> **Consigne 1**:
Dans le texte sur les hôpitaux de campagne du Maïdan, recopiez le passage allant de "Peu importe les" jusqu'à "balles qui tuent." en substituant "chirurgiens" à "médecins".
> **Consigne 2**:
D'après le texte sur les hôpitaux de campagne du Maïdan, de quelle association Oleg Musii est-il président ?
> **Consigne 3**:
Poursuivez le texte sur les hôpitaux de campagne du Maïdan à partir de sa dernière phrase.

> **Texte à lire**:
◇ ◇ ◇ ◇ ◇ ◇ ◇
L'hôpital est aménagé au bout d'un corridor. De chaque côté, des salles d'opération improvisées: des commodes transformées en lits, des lumières, des perfusions, des médicaments. Le minimum.

Le plus gros hôpital de campagne est installé au monastère Saint-Michel, d'une beauté émouvante avec ses coupoles dorées. D'un côté, l'église remplie de gens qui prient en fredonnant des cantiques, de l'autre, un minuscule vestibule traversé par des courants d'air et une pièce attenante, où se déroulent les soins et les interventions chirurgicales. Même organisation minimaliste qu'à l'hôtel de ville.

Avant la chute du président Ianoukovitch, les malades ne pouvaient pas être transportés à l'hôpital, parce qu'ils risquaient d'être arrêtés par la police.

Oleg Musii dirige les 15hôpitaux de campagne du Maïdan. Il est chirurgien et président de l'Association médicale ukrainienne. Il est connu. C'est ce qui le protège.

«Je n'ai pas eu peur de la police, dit-il. S'ils m'avaient arrêté, j'aurais été condamné à 15 ans de prison.»

Peu importe les risques, il voulait aider son peuple, qui ose faire une révolution pour la deuxième fois en 10 ans (la révolution orange de 2004).

Il est sur le terrain depuis le tout premier jour où les manifestants ont envahi le Maïdan. De la cathédrale Saint-Michel, il coordonne le travail des 15 hôpitaux de campagne où travaillent 200 médecins, infirmières et techniciens. Il connaît par coeur le nombre de morts tombés sous les balles: 82. Et le nombre de blessés, 1500, dont 500 dans un état grave.

Il a vu les balles de plastique devenir des balles de plomb, des vraies balles qui tuent.

Hier, il s'affairait à regrouper les 15hôpitaux en un seul, mais pas question de quitter les lieux. Il reste, la révolution n'est pas terminée.

Tournés vers les élections du 25 mai

La révolution ne chôme pas. Hier, les députés ont jeté les années Ianoukovitch par-dessus bord en quelques votes. Une enquête a été ouverte contre les responsables du bain de sang et un nouveau président a été élu, Oleksandre Tourtchinov, un proche d'Ioulia Timochenko, qui a passé deux ans en prison et qui est revenue triomphante à Kiev, samedi soir.
◇ ◇ ◇ ◇ ◇ ◇ ◇
> **Données fournies**:
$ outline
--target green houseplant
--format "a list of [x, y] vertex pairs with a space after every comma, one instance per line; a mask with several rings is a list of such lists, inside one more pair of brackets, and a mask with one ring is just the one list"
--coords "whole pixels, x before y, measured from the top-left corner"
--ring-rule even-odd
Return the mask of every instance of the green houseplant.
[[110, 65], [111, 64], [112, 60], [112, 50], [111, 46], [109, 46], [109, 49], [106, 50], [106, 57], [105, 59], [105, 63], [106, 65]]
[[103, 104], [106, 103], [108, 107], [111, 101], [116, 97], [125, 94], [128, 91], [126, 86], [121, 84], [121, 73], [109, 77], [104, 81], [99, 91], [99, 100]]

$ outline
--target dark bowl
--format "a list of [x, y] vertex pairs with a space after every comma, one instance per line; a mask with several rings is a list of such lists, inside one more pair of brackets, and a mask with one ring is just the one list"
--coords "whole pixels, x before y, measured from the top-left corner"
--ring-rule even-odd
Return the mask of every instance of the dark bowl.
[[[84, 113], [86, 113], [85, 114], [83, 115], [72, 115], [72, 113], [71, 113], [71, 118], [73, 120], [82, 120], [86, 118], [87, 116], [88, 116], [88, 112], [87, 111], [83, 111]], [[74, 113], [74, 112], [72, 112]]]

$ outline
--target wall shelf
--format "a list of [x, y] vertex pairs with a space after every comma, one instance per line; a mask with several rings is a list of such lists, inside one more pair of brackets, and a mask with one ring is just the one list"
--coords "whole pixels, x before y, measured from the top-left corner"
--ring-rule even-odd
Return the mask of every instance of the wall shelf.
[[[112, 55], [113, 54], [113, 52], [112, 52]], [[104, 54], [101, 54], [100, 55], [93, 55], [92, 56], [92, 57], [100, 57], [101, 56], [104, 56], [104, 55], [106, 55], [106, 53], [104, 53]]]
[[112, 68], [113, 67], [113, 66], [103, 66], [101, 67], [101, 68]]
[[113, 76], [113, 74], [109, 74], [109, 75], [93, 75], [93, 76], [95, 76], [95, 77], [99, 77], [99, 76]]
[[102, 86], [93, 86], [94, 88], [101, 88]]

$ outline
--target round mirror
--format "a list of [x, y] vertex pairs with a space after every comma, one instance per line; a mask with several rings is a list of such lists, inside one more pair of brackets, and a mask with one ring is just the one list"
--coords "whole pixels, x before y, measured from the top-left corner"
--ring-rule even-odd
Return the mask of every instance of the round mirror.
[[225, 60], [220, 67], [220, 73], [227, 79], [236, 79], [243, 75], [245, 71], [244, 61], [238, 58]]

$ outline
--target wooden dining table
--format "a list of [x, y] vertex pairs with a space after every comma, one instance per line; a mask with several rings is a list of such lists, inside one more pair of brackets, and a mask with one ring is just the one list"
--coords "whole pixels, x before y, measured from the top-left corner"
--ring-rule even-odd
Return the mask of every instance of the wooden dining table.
◇ ◇ ◇ ◇ ◇ ◇ ◇
> **Corrigé 1**:
Peu importe les risques, il voulait aider son peuple, qui ose faire une révolution pour la deuxième fois en 10 ans (la révolution orange de 2004).

Il est sur le terrain depuis le tout premier jour où les manifestants ont envahi le Maïdan. De la cathédrale Saint-Michel, il coordonne le travail des 15 hôpitaux de campagne où travaillent 200 chirurgiens, infirmières et techniciens. Il connaît par coeur le nombre de morts tombés sous les balles: 82. Et le nombre de blessés, 1500, dont 500 dans un état grave.

Il a vu les balles de plastique devenir des balles de plomb, des vraies balles qui tuent.

> **Corrigé 2**:
De l'Association médicale ukrainienne.

> **Corrigé 3**:
Le président déchu Ianoukovitch demeure introuvable. Son immense domaine, symbole de son régime corrompu, a été nationalisé et il a été renié par son propre parti. Sale temps pour les autocrates.

Tous les yeux sont tournés vers les élections présidentielles du 25 mai. Timochenko se présentera-t-elle? Elle ne fait pas l'unanimité. Même si elle a participé à la révolution orange et a été élue deux fois première ministre, son bilan est mitigé. Hier, Facebook se moquait de son discours théâtral au Maïdan, avec fauteuil roulant, larmes et talons hauts. Timochenko en a-t-elle trop fait?

Foule au Maïdan

Le Maïdan, le coeur de la révolution, n'a jamais été aussi populaire. Il y avait foule hier dans la grande place qui a tenu tête au pouvoir pendant trois mois et qui a connu deux journées sanglantes la semaine dernière.

Le Maïdan n'a pas l'intention de plier bagage ou de défaire ses barricades. Partir? Hors de question, répondent les gens, la révolution n'est pas finie, elle ne fait que commencer.

Hier, une foule bigarrée arpentait le Maïdan: des hommes en cagoule avec des bâtons côtoyaient des familles avec de jeunes enfants. Au menu, toujours les mêmes activités: discours, musique, bouffe, recueillement autour d'autels improvisés pour honorer les victimes. Il y avait même une femme qui jouait du piano au milieu de la rue.

Il y avait tellement de monde qu'on se marchait sur les pieds.

Patrouilles mixtes

En me rendant au Maïdan, j'ai croisé six policiers. C'était les premiers que je voyais en deux jours. Deux membres des brigades d'autodéfense les accompagnaient. La semaine dernière, ils se tiraient dessus. Hier, ils patrouillaient ensemble.

Pourquoi?

«Seuls, on aurait peur d'être attaqués, a répondu un des policiers, Anatoli. Avec les brigades, on se sent en sécurité. Il faut que les gens apprennent à nous faire confiance.»

Douze groupes mixtes policiers-brigades ont été créés à Kiev. Les policiers sont armés, les brigades, non. Ce sont pourtant elles qui protègent les policiers de la vindicte populaire.

Il n'y a que les révolutions pour créer d'aussi étranges retours de l'histoire.

PHOTO VASILY FEDOSENKO, REUTERS

Quinze hôpitaux de campagne ont été créés pour accueillir les manifestants blessés durant les affrontements au Maïdan.